QUOTED TEXT:
===

# AUTHOR NETWORKS

The objectives of this notebook are: 
- assign an ID to each author for easier maniplation
- build a dictionnary with authors as keys and the list of their papers as values. 
- build an **author collaboration graph** where nodes represent authors, two authors have an edges **if they co-authored at least one paper.**
- build an **author citation graph** where nodes represent authors, two authors have an edges **if there is at least one time when one of them cited the other one in a paper.**

In [1]:
import os 
import gc
import itertools 
import numpy as np 
import pandas as pd

import paths # script with all data paths

## 1. Processing of the authors

We will encode the authors names into identificators so that we can easily manipulate them.

The following files will be added in the folder `data/authors_processed`:
- `id2author.txt` : contains a line *"id,name"* for each author
- `paper_2_authors_id.txt` : contains a line *"paper|--|auth_id_1,auth_id_2,..."*

In [2]:
if not os.path.isfile(paths.ID_2_AUTHOR_PATH) or \
    not os.path.isfile(paths.PAPER_2_AUTHORS_ID_PATH):
    
    all_authors = set() # set of all the authors in the dataset
    paper_authors = dict() # dictionnary  {paper : list of authors names}
    with open(paths.AUTHORS_PATH, 'r') as f:
        for line in f:
            paper, authors = line.rstrip('\n').split('|--|')
            authors = authors.split(',')
            paper_authors[int(paper)] = authors
            all_authors |= set(authors) # '|' is the union operator


    id2author = dict() # dictionnary {author id : author name}
    author2id = dict() # dictionnary {author name : author id}
    for i, author in enumerate(all_authors):
        id2author[i] = author
        author2id[author] = i

    # Save the (id,name) pairs as a text file
    with open(paths.ID_2_AUTHOR_PATH, 'w+') as f: 
        for id_, author in id2author.items(): 
            f.write(f"{id_},{author}\n") 

    # Create a new file similar to authors.txt but with authors ids instead of their names
    with open(paths.PAPER_2_AUTHORS_ID_PATH, 'w+') as f: 
        for paper, authors in paper_authors.items():
            authors_id = list(map(author2id.get, authors))
            authors_id = list(map(str, authors_id))
            f.write(f"{paper}|--|{','.join(authors_id)}\n")
else:
    print("The files already exist !")

The files already exist !


## 2. Get all the papers of each author

The following file will be added in the folder `data/authors_processed`:
- `author_id_2_papers.txt` : contains a line *"author_id|--|paper_1,paper_2,..."*

In [3]:
if not os.path.isfile(paths.AUTHOR_ID_2_PAPERS_PATH):
    # {paper : authors ids} dict
    paper_authors = dict()
    with open(paths.PAPER_2_AUTHORS_ID_PATH, 'r') as f:
        for line in f:
            paper, co_authors = line.rstrip('\n').split('|--|')
            paper_authors[int(paper)] = list(map(int,co_authors.split(',')))

    # Build {author id : papers} 
    author_papers = dict()
    for paper, authors in paper_authors.items():
        for author in authors:
            if author in author_papers:
                author_papers[author] += [paper]
            else:
                author_papers[author] = [paper]

    # Create a new file with each line as "author|--|paper1,paper2,..."

===

DATA SEGMENT:

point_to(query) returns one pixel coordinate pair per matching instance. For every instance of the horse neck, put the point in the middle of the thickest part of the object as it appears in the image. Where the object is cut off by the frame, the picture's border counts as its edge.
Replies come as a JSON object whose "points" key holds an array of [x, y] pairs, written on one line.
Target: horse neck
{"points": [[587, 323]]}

===

STATED PROBLEM 1:
Shorten the paragraph in the author networks notebook that begins "The objectives of this notebook are:" and keep its main facts.
STATED PROBLEM 2:
In the author networks notebook, what does each line of `id2author.txt` contain?
STATED PROBLEM 3:
Extend the author networks notebook, starting right after its last line of code.

FINAL ANSWER 1:
The notebook aims to:
- give each author an ID
- map each author to a list of their papers
- build an author collaboration graph, linking two authors if they co-authored at least one paper
- build an author citation graph, linking two authors if one cited the other at least once in a paper

FINAL ANSWER 2:
Each line holds "id,name" for one author.

FINAL ANSWER 3:
    with open(paths.AUTHOR_ID_2_PAPERS_PATH, 'w+') as f: 
        for author, papers in author_papers.items():
            papers = list(map(str, papers))
            f.write(f"{author}|--|{','.join(papers)}\n")
else:
    print("The file already exists !")
    # We just read the file
    author_papers = dict()
    with open(paths.AUTHOR_ID_2_PAPERS_PATH, 'r') as f:
        for line in f:
            author, papers = line.rstrip('\n').split('|--|')
            author_papers[int(author)] = list(map(int,papers.split(',')))

The file already exists !


## 3. Author collaboration graph

The following file will be added in the folder `data/authors_processed`:
- `author_collab_edgelist.txt` : contain a line *"author_id_1,author_id_2,weigth"* for each edge of the author collaboration graph

#### How to build the graph ?

We want to create a weighted undirected graph of authors, where two authors are connected by an edge if they co-authored at least one paper. Note that This graph is independant from the paper citation graph.

We first build the adjacency matrix of this graph as a weighted collaboration matrix $W \in \mathbb{R}^{n\times n}$ (n := number of authors) such that for two authors $i$ and $j$:

$$
W_{ij} = \sum_{p\ \in\ papers} \frac{\delta^p_i \delta^p_j}{n_p - 1} 
\quad \text{if} \quad  i \neq j \quad\quad \text{and} \quad\quad
W_{ii} = 0 
$$

where $n_p$ is the number of authors of paper $p$ and $\delta^p_i$ = $\mathbf{1}$($i \in$ {authors of $p$}).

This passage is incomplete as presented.